= Extrait à lire =
%%

Déjà dans La fureur..., le héros affirmait son caractère hybride en manquant de subir le supplice de saint Sébastien, ou en tournant la meule comme Samson prisonnier des Philistins (9).

4.3.2. Ursus dans la vallée des Lions
Egalement écrit par Giuseppe Mangione mais avec la collaboration de Sandro Continenza (10), le second "Ursus", Ursus nella Valle dei Leoni, tourné l'année suivante, est également interprété par le confortable et débonnaire Ed Fury (11). Ce film n'a pas plus de chance que le premier. Il se voit en effet rebaptisé en France et en Belgique : Maciste dans la Vallée des Lions, peut-être en mémoire d'un certain Maciste muet (Maciste nella gabbia dei leoni, 1925) ou, plus probablement, parce que la série des "Maciste" marche bien.

%%

= Problème posé =
Recopiez le passage de l'extrait sur les films d'Ursus qui commence aux mots « Déjà dans La » et s'arrête après « des Philistins (9). », en remplaçant « Samson » par « Hercule ».

= Matériel fourni =
%%

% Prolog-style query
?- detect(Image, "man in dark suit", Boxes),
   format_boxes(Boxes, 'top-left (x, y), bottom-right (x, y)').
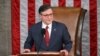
top-left (24, 5), bottom-right (72, 56)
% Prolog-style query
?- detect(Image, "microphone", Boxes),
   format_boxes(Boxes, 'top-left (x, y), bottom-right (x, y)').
top-left (37, 28), bottom-right (45, 56)
top-left (41, 28), bottom-right (45, 36)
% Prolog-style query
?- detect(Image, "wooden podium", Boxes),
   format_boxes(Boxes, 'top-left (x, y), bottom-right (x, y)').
top-left (18, 52), bottom-right (64, 56)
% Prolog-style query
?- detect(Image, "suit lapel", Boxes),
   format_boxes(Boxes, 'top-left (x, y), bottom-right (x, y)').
top-left (49, 22), bottom-right (57, 48)
top-left (39, 22), bottom-right (46, 48)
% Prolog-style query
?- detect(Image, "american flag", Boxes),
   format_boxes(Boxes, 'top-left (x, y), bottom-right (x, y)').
top-left (11, 0), bottom-right (100, 56)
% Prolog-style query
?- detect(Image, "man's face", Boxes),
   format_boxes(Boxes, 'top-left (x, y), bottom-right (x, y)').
top-left (40, 9), bottom-right (53, 25)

%%

= Le résultat =
Déjà dans La fureur..., le héros affirmait son caractère hybride en manquant de subir le supplice de saint Sébastien, ou en tournant la meule comme Hercule prisonnier des Philistins (9).